Someday, when I'm not still suffering from Post-Traumatic Caucus Disorder, I'll explain how I managed to get myself elected as a precinct chair when all I wanted to do was sit back and watch democracy in action. However, I'm entirely too stressed out about my new duties to discuss anything remotely resembling the Texas Democratic Primary. So instead I'm going to write about something that is totally soothing and a great stress reliever for me: giving blood.
No, it's totally true! I love to give blood. Where else outside of kindergarten can you just randomly lay down for twenty minutes while squeezing a stress ball and then get rewarded with cookies and juice? It's basically like kindergarten all over again, except with a large needle stuck in your vein, draining your life source.
Plus, there's just all that blood neatly filling up those cute plastic bags. I feel like the inspiring guest star of a hit hospital drama every time I look down at the blood filling the little bag. Like, my character would probably be named Cassandra, or some other painfully obvious name, and I'd tell the handsome surgeon that he should make a play for the shy but beautiful nurse before it's TOO LATE, and he ends up sad and alone in a hospital bed dying from the avian flu and/or a large injury caused by accidentally falling on top of a long piece of re bar. And the entire hospital would be warmed by my presence, and would mourn my passing, the death of an old woman they'd never before met and only treated for a few hours, and then they'd learn to embrace life and celebrate over beers at the local bar, which is always just across the street. I don't know about you guys, but I've never been to a hospital that's just across the street from a bar. If I knew of one, I'd totally go there, cause I bet that's where the phlebotomists hang out.

YOUR INSTRUCTIONS ▸ Please reproduce the entire blog post about giving blood word for word.

Referring expression data

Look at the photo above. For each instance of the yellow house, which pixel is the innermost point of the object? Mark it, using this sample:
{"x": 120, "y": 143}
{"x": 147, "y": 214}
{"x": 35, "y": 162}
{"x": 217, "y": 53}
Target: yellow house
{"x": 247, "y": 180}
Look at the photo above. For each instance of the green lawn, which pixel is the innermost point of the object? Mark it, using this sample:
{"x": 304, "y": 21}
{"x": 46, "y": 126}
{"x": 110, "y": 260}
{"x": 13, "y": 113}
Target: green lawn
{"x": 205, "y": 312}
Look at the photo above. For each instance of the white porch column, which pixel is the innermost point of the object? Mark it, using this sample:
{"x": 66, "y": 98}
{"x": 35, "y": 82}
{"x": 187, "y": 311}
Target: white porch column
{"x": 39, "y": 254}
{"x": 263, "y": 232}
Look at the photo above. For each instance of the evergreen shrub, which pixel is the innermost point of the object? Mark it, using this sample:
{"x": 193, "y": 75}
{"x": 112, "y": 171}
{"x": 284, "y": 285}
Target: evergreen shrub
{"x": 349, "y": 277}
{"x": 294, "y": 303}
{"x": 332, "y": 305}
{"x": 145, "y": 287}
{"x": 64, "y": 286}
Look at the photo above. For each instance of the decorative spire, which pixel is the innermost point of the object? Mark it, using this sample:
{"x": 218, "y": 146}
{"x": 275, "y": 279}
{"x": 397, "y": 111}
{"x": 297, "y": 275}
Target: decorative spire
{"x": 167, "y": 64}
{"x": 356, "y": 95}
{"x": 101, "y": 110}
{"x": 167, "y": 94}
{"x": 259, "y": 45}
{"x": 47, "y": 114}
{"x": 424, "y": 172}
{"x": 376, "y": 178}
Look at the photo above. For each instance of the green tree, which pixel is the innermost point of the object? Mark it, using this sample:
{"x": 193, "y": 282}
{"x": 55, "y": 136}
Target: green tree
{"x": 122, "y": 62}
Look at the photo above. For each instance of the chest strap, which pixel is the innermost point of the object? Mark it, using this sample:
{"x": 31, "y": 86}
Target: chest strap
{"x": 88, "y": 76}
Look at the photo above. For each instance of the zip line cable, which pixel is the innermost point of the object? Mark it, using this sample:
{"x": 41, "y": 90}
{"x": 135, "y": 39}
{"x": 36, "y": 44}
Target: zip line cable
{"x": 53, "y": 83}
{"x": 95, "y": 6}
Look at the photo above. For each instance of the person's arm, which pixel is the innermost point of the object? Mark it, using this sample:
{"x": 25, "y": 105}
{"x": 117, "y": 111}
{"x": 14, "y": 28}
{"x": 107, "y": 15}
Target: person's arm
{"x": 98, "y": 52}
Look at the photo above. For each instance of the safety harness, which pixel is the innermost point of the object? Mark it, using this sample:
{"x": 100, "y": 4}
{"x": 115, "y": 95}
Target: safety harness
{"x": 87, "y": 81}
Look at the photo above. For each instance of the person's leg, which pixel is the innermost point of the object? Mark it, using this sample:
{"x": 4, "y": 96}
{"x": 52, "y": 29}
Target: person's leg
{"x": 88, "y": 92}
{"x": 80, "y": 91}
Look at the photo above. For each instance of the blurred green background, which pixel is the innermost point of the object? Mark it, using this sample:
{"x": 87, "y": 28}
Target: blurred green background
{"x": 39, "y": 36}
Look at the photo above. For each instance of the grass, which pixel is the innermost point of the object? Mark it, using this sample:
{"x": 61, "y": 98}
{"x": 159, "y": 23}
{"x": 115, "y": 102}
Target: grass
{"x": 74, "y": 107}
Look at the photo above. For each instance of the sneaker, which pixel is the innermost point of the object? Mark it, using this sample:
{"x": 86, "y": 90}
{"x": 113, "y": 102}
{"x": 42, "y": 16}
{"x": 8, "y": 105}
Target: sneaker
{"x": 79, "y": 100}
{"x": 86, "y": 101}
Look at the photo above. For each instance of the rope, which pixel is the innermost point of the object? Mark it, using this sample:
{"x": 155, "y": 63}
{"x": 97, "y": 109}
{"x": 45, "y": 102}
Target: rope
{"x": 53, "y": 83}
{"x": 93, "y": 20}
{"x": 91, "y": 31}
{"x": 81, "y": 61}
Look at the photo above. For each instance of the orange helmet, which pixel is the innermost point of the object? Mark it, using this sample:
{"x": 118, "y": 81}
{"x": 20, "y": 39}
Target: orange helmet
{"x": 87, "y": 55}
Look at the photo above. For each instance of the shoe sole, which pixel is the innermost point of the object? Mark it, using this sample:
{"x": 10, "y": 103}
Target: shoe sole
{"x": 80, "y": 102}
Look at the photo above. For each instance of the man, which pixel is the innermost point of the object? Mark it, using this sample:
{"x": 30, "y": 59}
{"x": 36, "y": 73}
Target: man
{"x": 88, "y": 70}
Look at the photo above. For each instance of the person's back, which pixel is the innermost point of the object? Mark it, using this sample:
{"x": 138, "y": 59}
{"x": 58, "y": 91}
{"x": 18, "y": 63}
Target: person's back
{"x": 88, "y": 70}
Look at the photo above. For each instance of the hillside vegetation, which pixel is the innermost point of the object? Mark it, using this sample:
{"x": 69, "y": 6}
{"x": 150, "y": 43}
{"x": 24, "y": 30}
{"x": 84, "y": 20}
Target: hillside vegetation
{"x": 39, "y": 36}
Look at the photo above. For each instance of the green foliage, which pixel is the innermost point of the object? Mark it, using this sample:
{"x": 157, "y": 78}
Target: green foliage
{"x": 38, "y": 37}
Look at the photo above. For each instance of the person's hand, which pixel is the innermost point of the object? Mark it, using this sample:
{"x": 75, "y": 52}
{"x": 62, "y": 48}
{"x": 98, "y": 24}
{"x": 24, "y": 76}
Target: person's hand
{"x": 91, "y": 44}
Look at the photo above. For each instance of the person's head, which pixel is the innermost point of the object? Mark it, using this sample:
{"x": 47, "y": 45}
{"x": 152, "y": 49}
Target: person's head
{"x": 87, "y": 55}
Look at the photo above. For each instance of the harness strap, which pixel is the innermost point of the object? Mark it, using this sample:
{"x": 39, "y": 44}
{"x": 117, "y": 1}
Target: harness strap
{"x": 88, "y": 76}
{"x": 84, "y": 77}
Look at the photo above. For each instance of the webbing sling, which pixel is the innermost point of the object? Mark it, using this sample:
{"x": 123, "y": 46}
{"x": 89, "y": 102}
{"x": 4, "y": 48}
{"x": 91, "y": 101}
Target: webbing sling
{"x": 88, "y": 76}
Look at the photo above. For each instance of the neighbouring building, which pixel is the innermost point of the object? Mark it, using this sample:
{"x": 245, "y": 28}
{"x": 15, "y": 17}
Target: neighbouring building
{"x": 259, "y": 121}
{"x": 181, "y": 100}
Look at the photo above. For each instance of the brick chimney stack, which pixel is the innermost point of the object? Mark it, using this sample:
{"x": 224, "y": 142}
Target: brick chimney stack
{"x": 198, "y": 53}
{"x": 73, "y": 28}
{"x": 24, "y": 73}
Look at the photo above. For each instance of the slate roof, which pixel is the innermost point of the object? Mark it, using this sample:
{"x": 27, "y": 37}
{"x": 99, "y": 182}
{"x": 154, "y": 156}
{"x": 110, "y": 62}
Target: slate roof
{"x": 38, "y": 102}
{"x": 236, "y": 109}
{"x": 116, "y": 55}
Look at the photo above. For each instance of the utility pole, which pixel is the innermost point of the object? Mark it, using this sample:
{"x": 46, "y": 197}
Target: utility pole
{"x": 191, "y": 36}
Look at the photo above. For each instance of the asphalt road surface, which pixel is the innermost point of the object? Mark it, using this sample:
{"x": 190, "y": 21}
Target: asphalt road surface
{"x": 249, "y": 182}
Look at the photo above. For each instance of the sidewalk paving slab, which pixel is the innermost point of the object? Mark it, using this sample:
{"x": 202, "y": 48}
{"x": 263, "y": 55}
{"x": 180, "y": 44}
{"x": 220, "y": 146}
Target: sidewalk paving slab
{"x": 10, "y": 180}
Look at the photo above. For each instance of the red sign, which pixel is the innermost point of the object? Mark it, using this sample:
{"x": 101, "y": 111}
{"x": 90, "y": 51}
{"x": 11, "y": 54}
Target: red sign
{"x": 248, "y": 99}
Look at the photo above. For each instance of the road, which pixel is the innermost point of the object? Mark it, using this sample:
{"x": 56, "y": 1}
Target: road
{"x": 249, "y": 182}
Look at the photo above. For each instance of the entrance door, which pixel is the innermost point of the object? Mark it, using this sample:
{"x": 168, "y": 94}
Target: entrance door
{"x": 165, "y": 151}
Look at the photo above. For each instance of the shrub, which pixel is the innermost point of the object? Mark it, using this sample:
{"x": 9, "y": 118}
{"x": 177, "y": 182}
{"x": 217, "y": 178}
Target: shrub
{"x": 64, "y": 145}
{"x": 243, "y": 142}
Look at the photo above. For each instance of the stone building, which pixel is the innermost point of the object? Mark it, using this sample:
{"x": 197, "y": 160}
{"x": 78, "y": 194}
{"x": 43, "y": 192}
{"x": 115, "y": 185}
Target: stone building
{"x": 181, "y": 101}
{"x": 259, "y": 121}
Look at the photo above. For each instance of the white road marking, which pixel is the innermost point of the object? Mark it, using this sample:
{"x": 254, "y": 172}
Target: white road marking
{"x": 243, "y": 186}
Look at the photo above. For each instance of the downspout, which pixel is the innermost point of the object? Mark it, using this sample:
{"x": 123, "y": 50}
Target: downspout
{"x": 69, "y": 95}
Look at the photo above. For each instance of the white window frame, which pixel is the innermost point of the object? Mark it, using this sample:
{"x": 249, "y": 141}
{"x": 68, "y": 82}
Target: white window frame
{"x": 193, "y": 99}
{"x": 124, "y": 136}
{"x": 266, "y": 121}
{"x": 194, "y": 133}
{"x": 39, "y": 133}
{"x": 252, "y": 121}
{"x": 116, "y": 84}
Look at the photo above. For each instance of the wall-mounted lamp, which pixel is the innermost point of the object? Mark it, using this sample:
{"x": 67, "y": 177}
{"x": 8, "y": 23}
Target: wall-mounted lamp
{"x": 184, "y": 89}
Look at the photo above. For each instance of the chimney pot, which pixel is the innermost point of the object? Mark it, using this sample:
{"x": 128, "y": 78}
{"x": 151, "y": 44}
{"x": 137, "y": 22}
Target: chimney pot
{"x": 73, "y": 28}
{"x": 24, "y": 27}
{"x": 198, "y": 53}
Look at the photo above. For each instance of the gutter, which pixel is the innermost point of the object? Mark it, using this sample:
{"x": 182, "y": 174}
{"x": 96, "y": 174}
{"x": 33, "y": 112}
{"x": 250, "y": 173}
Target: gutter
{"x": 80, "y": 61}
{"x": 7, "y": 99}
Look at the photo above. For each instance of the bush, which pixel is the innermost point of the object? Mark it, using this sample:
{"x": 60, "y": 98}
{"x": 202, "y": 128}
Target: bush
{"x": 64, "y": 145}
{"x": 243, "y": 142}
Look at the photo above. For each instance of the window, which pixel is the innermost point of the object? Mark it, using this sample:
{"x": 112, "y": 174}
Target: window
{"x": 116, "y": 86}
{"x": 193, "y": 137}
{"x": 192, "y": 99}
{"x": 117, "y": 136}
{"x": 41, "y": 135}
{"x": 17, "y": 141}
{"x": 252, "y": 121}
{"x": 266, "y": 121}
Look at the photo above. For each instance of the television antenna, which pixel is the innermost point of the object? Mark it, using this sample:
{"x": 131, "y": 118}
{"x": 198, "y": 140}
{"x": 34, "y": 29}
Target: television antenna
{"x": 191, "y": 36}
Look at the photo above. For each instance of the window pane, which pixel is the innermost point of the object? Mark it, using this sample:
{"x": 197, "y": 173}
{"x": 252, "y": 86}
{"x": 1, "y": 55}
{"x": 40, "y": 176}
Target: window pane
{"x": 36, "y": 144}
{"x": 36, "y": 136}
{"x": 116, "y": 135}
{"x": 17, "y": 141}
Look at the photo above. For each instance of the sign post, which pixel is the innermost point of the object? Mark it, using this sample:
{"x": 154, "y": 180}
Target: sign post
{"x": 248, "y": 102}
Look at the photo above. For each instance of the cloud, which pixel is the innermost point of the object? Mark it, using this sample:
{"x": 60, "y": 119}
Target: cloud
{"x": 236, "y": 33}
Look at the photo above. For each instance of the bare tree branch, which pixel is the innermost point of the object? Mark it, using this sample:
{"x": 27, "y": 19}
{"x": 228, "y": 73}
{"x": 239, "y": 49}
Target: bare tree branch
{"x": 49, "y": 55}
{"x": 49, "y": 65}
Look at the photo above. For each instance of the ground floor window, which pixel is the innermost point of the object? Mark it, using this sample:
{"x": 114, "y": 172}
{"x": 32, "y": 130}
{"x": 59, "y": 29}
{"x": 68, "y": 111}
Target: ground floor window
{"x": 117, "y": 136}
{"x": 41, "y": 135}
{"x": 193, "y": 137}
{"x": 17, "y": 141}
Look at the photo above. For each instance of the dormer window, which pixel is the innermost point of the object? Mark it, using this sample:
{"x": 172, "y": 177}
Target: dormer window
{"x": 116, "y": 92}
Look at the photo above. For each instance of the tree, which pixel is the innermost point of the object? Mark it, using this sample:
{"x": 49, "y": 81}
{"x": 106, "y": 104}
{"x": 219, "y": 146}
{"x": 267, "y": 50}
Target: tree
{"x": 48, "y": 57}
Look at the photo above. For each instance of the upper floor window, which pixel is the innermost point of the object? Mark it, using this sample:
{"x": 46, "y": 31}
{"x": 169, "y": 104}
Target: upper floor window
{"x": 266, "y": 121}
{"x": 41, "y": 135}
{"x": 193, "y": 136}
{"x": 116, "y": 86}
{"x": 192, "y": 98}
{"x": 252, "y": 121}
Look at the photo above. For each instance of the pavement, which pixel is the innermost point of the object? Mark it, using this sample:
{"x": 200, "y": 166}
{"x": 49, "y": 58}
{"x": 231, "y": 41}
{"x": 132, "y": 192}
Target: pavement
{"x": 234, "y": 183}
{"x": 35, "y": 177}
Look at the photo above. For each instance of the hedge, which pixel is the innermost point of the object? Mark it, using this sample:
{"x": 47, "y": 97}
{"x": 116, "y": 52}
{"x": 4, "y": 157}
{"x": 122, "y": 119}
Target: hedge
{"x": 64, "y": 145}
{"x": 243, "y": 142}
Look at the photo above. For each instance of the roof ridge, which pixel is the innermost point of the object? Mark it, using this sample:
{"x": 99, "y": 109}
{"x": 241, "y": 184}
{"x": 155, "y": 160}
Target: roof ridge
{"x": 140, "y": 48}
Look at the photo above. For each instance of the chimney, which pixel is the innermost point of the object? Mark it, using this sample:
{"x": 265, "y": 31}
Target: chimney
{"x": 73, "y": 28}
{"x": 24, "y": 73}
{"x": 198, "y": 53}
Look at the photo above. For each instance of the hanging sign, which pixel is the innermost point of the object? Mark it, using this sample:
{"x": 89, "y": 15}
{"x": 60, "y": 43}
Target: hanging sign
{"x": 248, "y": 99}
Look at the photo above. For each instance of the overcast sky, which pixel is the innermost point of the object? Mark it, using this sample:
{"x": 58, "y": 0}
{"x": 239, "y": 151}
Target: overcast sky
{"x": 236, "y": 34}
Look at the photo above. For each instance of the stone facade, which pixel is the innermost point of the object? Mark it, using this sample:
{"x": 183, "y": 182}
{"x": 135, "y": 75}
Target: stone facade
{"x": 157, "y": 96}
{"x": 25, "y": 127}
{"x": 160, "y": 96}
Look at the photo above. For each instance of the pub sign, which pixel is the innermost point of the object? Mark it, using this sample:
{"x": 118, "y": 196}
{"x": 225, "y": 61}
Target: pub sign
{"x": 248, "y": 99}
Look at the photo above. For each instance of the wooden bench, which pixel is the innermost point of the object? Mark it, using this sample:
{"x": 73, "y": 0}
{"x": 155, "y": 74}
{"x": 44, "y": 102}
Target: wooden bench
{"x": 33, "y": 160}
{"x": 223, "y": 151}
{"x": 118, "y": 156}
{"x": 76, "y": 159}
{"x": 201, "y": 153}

SOLUTION ▸
Someday, when I'm not still suffering from Post-Traumatic Caucus Disorder, I'll explain how I managed to get myself elected as a precinct chair when all I wanted to do was sit back and watch democracy in action. However, I'm entirely too stressed out about my new duties to discuss anything remotely resembling the Texas Democratic Primary. So instead I'm going to write about something that is totally soothing and a great stress reliever for me: giving blood.
No, it's totally true! I love to give blood. Where else outside of kindergarten can you just randomly lay down for twenty minutes while squeezing a stress ball and then get rewarded with cookies and juice? It's basically like kindergarten all over again, except with a large needle stuck in your vein, draining your life source.
Plus, there's just all that blood neatly filling up those cute plastic bags. I feel like the inspiring guest star of a hit hospital drama every time I look down at the blood filling the little bag. Like, my character would probably be named Cassandra, or some other painfully obvious name, and I'd tell the handsome surgeon that he should make a play for the shy but beautiful nurse before it's TOO LATE, and he ends up sad and alone in a hospital bed dying from the avian flu and/or a large injury caused by accidentally falling on top of a long piece of re bar. And the entire hospital would be warmed by my presence, and would mourn my passing, the death of an old woman they'd never before met and only treated for a few hours, and then they'd learn to embrace life and celebrate over beers at the local bar, which is always just across the street. I don't know about you guys, but I've never been to a hospital that's just across the street from a bar. If I knew of one, I'd totally go there, cause I bet that's where the phlebotomists hang out.